Action item: Word for word, transcribe all of the records.

[Stored data]
-- Opening Marker --
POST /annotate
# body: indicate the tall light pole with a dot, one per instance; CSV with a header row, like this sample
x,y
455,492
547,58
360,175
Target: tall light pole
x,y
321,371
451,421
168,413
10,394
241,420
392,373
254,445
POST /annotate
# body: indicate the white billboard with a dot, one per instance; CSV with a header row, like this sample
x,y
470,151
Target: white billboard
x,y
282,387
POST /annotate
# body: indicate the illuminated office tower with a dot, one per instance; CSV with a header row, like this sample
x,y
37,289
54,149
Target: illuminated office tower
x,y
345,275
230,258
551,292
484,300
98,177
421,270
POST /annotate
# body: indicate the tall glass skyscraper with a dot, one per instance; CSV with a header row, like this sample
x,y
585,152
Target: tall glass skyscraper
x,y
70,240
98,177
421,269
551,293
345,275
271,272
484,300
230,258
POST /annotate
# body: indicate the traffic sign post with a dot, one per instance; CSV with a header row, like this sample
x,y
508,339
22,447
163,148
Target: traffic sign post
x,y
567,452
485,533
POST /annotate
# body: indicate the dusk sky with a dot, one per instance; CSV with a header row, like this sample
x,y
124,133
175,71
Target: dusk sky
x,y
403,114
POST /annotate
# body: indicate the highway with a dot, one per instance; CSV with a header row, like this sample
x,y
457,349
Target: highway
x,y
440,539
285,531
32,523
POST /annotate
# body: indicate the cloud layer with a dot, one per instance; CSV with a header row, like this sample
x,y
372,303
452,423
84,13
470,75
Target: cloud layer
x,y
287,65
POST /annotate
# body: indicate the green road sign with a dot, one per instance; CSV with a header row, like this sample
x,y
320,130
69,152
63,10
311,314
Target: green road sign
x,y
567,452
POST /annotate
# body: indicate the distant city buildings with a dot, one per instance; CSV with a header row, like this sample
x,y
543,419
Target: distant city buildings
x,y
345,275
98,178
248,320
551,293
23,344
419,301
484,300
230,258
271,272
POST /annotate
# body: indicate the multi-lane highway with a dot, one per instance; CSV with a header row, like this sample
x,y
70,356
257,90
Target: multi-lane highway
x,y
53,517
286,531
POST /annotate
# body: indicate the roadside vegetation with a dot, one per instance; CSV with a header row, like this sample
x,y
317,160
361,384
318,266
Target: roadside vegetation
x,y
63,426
-- Closing Marker --
Reply to the exercise:
POST /annotate
# body: indicate the tall light pole with a dot, one per instance; CSV with a header row, like this sample
x,y
455,492
547,58
360,175
Target: tall light pole
x,y
321,371
451,421
168,413
10,394
241,420
392,373
254,445
POST /annotate
# body: indicate the white billboard with a dot, one per instance; CSV with a header row, like this sample
x,y
470,151
Target: white billboard
x,y
282,387
POST /annotate
# body: indicate the illuminated office tower with a dot, one per instance; CSV with a header row, like this sample
x,y
37,289
54,149
Target: illuminated office tower
x,y
345,275
230,258
551,292
484,300
98,177
421,270
POST /annotate
# body: indicate the tall glass skyscraper with a dot, one per instance; CSV with a header row, like this sample
x,y
585,152
Target: tall glass skyscraper
x,y
70,240
98,177
421,269
551,293
345,275
271,272
484,300
230,258
POST /annotate
# body: indicate the traffic sign post with a dot, one per instance; CSV with a header row, like this sample
x,y
508,339
22,447
163,148
Target: traffic sign post
x,y
567,452
485,533
POST /annotate
# body: indicate the dusk sky with a dot, one per instance; CSV with a header row, like this sample
x,y
124,133
175,71
Target: dusk sky
x,y
403,114
POST /annotate
# body: indicate the highway with a dot, one per instance; CSV with a header row, like this sample
x,y
457,349
Target: highway
x,y
440,539
285,531
32,523
POST /annotate
# body: indicate the cloud layer with a dot, one per instance; CSV with a header row, like this sample
x,y
372,303
452,423
84,13
470,75
Target: cloud layer
x,y
287,65
POST /annotate
# body: indicate the green road sign with a dot, one per instance; CSV with a header row, like this sample
x,y
320,130
69,152
63,10
311,314
Target: green road sign
x,y
567,452
POST /annotate
# body: indicate the distant city buildings with a dot, one per instance; CSV with a header row, like this sample
x,y
543,419
Target: distant city buildings
x,y
345,275
98,178
248,320
551,293
23,344
419,301
484,300
230,258
271,272
POST /annotate
# body: indicate the multi-lane highway with a dot, one per instance; CSV with a header row, like this sample
x,y
70,356
257,90
Target: multi-lane highway
x,y
53,517
286,531
POST /annotate
# body: indicate the roadside vegetation with a dot, one per instance; CSV with a header row, like this sample
x,y
317,160
361,384
318,266
Target: roadside vegetation
x,y
63,426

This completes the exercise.